-- WHAT YOU SHOULD DO --
Write the next part of the passage on law, social contract theory and human community, picking up right after its final sentence.

I disagree with the Hegelian account in part because of its association of “law” with the modern state, and because I think private law entitlements – which I prefer to “abstract right” or even “private law rights” – must exist for human community to exist. While Hegelianism rejects the Kantian abstraction of the “absolutely free individual” it doesn’t seem to throw off fully the shackles of contractarianism and acknowledge the practical requirements of any form of interpersonal relations. It’s worth remarking that Kant considered it impossible for the original, “natural” condition of atomized individuals to have been a fact and, persuaded of the need for the notion to make sense of society, referred to it as “merely an idea of reason”. With this, it is reasonable to suppose, many social contract theorists agree yet the domination of the modern imagination by the contract approach has had profound consequences for modern social and political theory generally. It has led to an emphasis on the idea of human society as an organization, and this has led in turn to a focus on how society should be organized and what means should be used to organize it.

I think the idea that contract is in any way whatsoever the origin of human society is in fact inaccurate and misleading. Kant, in other words, was wrong to think social contract theory is needed, even only as an idea, to make sense of society. And as regards Hegel, when people live in community, as they must, instead of the person starting “in the bosom of the family” and being allowed by “law” to become separate and individuated, familial-communal life itself requires law in the form of a network of entitlements, including individual entitlements. James Carter wrote, “Law, Custom, Conduct, Life – different names for almost the same thing – are so inseparably blended together that one cannot even be thought of without the other” – this to my mind brings out well the fact of some individuation “in the bosom of the family” because families themselves (their conduct, their customary ways of doing things) involve networks of entitlements.

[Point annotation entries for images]
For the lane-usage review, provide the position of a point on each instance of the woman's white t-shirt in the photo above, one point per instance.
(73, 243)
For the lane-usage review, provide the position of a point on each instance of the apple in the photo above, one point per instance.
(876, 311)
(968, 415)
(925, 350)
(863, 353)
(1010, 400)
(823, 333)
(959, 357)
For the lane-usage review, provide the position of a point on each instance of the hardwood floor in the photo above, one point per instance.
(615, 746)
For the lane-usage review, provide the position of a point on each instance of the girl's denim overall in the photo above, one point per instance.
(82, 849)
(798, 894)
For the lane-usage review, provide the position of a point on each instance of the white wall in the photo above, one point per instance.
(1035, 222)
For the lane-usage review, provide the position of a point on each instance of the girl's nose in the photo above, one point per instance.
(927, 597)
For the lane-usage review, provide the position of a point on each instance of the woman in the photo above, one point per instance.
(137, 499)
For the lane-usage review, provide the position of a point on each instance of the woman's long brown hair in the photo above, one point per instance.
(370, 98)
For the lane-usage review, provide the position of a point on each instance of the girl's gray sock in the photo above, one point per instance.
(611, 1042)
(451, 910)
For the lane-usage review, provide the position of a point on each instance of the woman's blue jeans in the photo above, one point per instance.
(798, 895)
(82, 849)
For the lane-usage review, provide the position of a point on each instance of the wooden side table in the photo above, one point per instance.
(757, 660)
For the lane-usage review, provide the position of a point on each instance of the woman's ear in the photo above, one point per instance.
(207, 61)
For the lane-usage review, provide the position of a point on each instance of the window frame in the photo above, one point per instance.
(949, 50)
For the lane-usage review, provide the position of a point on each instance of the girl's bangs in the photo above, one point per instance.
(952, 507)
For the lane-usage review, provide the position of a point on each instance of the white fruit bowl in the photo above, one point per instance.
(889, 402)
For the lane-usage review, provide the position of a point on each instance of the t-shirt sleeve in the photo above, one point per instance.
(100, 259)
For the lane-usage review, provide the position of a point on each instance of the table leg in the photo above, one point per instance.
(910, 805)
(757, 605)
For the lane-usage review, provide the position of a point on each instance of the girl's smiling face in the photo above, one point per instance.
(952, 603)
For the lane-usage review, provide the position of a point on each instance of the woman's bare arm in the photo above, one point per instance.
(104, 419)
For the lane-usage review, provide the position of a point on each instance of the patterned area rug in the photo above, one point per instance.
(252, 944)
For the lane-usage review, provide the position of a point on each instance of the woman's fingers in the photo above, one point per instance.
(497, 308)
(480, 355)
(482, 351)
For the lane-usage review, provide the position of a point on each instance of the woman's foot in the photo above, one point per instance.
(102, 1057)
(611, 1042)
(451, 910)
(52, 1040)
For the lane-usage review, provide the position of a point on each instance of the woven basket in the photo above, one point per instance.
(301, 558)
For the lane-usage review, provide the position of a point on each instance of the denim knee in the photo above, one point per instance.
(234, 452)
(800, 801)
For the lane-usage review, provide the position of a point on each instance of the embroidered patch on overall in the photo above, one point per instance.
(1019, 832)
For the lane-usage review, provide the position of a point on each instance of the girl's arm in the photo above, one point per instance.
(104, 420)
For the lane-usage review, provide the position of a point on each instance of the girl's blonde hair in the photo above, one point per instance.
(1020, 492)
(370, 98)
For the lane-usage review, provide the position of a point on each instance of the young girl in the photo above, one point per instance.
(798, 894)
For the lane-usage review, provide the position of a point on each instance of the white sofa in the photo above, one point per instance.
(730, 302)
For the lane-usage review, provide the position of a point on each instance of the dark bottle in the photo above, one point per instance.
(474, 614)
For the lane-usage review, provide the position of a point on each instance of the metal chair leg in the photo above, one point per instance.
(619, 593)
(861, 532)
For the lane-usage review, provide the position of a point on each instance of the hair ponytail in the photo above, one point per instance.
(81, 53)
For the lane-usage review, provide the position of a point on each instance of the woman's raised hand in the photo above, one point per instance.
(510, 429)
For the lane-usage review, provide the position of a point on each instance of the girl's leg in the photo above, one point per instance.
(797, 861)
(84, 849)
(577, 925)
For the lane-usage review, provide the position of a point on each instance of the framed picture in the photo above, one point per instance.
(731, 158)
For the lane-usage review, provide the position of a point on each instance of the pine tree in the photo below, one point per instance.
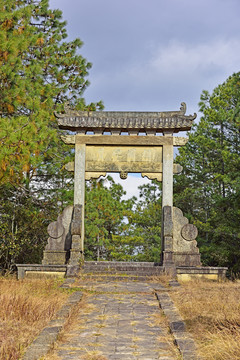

-- TASK ANSWER --
I would therefore rephrase your summary of my position, Mark, to say that “jural relations of entitlement necessarily originate at the same time as family relations—at the same moment a community comes into being”. I would add that these relations include also entitlements concerning legislation and, by extension, some form of “state”, which brings public law into the picture. In a very small primitive society legislation may be limited to war: the war-leader commands only in that sphere; he controls the time and activities of his temporary subjects only for the duration of the war; and he organizes them during the war so that the goal of defeating the enemy may be achieved. In such a society, the actual presence of the state is, so to speak, intermittent and its scope extremely restricted. It is, however, potentially present and there seems to be no evidence of its total absence from any social order. I take references to “stateless” societies as contrasts with societies in which the state is a constant and actual, rather than an intermittent and potential, presence, and in which the scope of its power is relatively much greater.

The second issue I raise regarding your summary of my position, Mark, concerns the idea of the “nuclear family”. I used the terms “nuclear” and “patchwork” to describe possible early family forms – I don’t mean exclusively the way “nuclear family” is used typically in modern speech. But what word(s) can we use for types of families that came before “extended” families? Whatever the answer to that is, surely it was some smaller family unit that was constitutive of pre-clan communities, that came before extended families? Something, after all, must have been “extended”. In my view there is a huge (chrono)logical problem with any account of the origins of community that begins the idea of extended families or kinship groups, or with notions such as “collective ownership of tribal land”. This seems to by-pass even the atomism of social contract theory. How, as an empirical matter, did such collective ownership come about? How, as an empirical matter, did the joint or extended families referred to by Maine come about? How, as an empirical matter, did clans emerge?

Regarding the Irish-language term for family, you are correct in saying that teaghlach, which is connected to the root of “house” (teach), is a term to denote the family, traditionally the extended family; clann, from which “clan” derives, is more commonly used to denote the modern nuclear family – but can also have the broader meaning. (There is some debate about these issues around the Irish Constitution of 1937, which expresses in part Roman Catholic views of family rights and in which the Irish-language version takes precedence over the English). The Irish word for children is leanaí.

Finally, Mark, one query regarding the modern context: in this symposium I’ve cited twice the book’s reference to the “revolutionary, individuating power of the nuclear family” (p.160) – I’m fascinated by that remark and I’d be interested in hearing more from you on how that works.


Subjectivity, Rights, Families, and Clans

Thanks very much, Jeanne, for your post, “Hegel, Smith, Subjectivity and Intersubjectivity”, which takes up some of the points made in my response to your earlier post, “The Clan, Law and Individuation”, and thanks to you, Mark, for your comments on that response and also on my remarks about the book’s treatment of liberalism.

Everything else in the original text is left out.